Write out, word for word, the lines in the entries below from the line with "I need to find the scallion" up to and including the line with "45;170;800;454".

● ● ● ● ● ● ●

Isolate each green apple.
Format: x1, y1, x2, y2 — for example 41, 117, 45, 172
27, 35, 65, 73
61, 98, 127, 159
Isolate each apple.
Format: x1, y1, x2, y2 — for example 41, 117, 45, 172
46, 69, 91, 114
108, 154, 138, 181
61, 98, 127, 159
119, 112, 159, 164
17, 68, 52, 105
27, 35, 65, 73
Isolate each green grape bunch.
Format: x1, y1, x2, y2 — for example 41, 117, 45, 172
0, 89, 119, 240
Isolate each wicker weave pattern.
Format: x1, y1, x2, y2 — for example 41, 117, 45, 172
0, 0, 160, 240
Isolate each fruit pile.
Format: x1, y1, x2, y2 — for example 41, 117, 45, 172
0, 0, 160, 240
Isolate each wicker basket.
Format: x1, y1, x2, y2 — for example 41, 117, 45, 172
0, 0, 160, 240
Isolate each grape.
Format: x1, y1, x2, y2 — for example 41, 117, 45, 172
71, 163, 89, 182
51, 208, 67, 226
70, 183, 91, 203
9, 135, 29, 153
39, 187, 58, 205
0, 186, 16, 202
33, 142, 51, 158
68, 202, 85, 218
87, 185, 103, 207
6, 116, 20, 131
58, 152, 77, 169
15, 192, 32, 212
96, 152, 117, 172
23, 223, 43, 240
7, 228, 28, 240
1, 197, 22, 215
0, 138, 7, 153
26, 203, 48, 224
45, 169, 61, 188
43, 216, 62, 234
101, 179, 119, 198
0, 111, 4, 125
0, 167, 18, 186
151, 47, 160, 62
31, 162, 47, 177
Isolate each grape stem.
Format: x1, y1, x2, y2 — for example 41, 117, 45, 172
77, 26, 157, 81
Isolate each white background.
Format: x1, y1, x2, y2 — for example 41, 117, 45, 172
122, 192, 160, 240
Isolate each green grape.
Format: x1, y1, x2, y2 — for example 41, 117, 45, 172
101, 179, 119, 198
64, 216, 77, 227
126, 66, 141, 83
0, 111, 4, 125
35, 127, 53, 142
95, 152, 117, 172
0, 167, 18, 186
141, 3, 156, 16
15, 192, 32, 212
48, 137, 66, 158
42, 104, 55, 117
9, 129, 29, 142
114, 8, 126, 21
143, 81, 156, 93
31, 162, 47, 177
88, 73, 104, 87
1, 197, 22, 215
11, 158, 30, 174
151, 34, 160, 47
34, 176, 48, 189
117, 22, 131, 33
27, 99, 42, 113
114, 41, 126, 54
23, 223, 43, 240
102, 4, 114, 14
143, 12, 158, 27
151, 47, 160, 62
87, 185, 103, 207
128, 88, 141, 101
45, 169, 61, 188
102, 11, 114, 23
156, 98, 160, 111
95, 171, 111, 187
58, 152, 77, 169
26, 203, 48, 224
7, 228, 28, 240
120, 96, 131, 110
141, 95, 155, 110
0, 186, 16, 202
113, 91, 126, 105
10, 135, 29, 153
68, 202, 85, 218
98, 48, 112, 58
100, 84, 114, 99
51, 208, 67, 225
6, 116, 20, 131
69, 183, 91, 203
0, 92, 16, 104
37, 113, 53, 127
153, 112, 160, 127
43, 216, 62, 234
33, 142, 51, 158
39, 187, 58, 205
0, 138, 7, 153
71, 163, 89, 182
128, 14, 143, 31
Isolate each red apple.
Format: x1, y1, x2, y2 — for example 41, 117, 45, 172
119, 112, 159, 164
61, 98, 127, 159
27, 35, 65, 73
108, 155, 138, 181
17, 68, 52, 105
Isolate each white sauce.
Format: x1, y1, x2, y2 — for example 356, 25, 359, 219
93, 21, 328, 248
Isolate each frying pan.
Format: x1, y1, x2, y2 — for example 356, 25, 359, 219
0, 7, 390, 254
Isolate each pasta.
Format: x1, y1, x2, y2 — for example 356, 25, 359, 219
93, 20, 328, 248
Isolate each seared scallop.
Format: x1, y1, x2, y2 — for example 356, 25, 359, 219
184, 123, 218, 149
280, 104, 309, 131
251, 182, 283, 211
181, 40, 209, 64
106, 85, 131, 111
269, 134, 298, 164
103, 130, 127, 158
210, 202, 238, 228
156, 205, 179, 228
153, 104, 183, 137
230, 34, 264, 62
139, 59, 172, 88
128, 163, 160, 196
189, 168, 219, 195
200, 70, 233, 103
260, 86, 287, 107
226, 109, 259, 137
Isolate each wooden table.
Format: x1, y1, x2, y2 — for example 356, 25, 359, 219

● ● ● ● ● ● ●

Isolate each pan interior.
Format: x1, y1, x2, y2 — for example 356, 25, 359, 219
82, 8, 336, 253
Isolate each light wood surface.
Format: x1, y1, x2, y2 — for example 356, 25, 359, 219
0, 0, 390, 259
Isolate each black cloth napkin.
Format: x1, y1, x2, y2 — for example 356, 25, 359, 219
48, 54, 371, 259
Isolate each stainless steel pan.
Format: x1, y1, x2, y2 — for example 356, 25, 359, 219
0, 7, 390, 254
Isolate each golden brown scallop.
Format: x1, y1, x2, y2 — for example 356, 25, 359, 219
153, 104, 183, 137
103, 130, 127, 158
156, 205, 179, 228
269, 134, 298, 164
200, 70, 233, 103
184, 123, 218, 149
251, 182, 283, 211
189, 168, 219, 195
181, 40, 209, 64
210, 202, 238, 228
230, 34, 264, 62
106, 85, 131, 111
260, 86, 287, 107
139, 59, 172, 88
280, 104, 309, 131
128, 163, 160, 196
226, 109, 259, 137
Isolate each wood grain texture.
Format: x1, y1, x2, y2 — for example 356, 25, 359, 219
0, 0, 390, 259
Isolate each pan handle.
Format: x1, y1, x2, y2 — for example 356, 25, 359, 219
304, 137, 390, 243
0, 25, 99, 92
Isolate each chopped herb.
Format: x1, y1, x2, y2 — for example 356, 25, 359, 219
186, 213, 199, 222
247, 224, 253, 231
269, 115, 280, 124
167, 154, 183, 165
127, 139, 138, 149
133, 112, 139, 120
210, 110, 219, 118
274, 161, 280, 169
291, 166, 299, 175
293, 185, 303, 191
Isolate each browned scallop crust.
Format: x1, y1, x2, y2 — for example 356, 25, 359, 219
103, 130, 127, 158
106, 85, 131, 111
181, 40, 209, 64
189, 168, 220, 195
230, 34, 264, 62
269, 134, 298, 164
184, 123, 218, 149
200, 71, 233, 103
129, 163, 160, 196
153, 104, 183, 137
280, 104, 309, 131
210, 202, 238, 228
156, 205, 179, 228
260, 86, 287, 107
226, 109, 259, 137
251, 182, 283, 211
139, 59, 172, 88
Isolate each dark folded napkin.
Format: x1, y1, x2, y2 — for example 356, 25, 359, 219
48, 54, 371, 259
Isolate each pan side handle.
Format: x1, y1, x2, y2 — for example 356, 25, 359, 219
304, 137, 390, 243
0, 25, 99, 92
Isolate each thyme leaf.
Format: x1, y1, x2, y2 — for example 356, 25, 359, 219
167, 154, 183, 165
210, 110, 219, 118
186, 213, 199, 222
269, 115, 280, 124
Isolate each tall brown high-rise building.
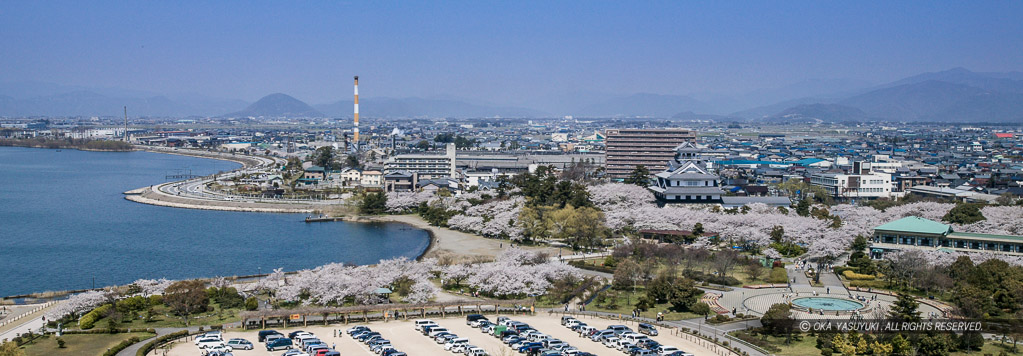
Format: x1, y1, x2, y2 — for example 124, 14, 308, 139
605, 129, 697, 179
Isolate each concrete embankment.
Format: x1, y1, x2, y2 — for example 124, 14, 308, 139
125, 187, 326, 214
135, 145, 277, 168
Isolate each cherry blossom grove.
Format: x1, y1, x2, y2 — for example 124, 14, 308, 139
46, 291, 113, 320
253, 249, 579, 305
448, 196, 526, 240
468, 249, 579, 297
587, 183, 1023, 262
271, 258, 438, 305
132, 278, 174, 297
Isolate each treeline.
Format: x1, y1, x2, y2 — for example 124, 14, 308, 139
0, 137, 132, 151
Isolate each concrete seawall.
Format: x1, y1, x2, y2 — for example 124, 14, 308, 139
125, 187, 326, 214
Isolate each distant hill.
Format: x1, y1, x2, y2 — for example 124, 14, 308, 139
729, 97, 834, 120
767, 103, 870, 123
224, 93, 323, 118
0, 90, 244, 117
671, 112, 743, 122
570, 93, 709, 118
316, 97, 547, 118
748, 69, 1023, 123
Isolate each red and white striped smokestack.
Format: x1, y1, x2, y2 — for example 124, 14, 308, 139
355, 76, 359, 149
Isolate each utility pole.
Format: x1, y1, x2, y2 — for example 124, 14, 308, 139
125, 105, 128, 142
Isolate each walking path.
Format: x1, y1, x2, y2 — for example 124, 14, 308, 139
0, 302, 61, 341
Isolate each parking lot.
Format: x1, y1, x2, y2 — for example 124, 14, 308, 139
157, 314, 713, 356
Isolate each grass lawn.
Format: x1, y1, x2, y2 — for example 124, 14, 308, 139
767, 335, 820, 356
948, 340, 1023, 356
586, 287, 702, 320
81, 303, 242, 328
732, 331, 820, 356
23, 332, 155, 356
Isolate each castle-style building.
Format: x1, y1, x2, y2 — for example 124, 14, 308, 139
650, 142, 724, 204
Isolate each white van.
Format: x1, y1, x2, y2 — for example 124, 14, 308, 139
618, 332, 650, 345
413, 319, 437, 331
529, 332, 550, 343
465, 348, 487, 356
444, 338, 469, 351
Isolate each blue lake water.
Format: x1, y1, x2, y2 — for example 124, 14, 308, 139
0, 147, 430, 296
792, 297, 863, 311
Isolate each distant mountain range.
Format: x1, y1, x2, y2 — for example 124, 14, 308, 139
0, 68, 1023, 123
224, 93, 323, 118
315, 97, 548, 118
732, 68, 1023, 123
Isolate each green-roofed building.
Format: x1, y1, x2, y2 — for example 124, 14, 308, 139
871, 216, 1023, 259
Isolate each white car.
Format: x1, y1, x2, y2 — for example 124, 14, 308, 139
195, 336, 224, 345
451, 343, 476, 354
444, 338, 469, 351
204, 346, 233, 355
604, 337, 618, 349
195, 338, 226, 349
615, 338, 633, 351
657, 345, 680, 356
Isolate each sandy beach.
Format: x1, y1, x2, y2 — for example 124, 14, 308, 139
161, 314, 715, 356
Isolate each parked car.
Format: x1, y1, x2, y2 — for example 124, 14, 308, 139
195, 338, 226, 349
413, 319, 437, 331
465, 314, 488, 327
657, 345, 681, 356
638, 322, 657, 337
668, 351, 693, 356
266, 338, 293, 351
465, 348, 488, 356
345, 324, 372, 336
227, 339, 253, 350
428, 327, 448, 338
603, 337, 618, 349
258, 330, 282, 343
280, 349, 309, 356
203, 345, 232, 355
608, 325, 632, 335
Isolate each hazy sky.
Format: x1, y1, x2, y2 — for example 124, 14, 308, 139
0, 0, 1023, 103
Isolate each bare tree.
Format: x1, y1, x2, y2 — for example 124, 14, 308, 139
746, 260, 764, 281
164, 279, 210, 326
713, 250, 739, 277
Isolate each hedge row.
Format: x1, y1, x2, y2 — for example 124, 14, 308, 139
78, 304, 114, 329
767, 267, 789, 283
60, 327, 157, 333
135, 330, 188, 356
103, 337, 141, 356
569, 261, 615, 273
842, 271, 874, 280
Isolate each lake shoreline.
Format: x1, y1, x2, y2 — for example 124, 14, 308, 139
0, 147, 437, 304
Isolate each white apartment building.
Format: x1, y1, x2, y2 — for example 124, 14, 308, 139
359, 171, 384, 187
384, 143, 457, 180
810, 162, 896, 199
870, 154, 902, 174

● ● ● ● ● ● ●

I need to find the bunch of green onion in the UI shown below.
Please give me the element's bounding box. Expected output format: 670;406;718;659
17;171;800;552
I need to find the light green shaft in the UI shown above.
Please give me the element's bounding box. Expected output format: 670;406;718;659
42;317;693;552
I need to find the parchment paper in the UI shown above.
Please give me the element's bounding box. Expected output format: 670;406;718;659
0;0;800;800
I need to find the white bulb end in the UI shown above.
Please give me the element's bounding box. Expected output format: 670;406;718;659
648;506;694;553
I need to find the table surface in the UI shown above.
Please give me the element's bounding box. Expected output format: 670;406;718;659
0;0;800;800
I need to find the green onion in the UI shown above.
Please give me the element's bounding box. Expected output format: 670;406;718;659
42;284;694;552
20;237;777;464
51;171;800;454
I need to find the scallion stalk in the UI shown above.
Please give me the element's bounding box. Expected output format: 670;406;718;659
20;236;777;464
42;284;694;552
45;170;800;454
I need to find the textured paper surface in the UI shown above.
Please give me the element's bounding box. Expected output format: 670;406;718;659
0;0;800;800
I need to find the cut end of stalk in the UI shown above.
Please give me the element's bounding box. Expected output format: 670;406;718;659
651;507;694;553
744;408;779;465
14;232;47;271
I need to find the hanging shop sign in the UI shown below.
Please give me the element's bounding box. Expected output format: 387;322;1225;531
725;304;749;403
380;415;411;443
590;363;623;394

● ● ● ● ● ● ●

Answer for the task:
I need to find the scallion stalk in the UI shown above.
Please give me the element's bounding box. Expected output format: 670;406;718;659
20;236;777;464
42;284;694;552
45;170;800;454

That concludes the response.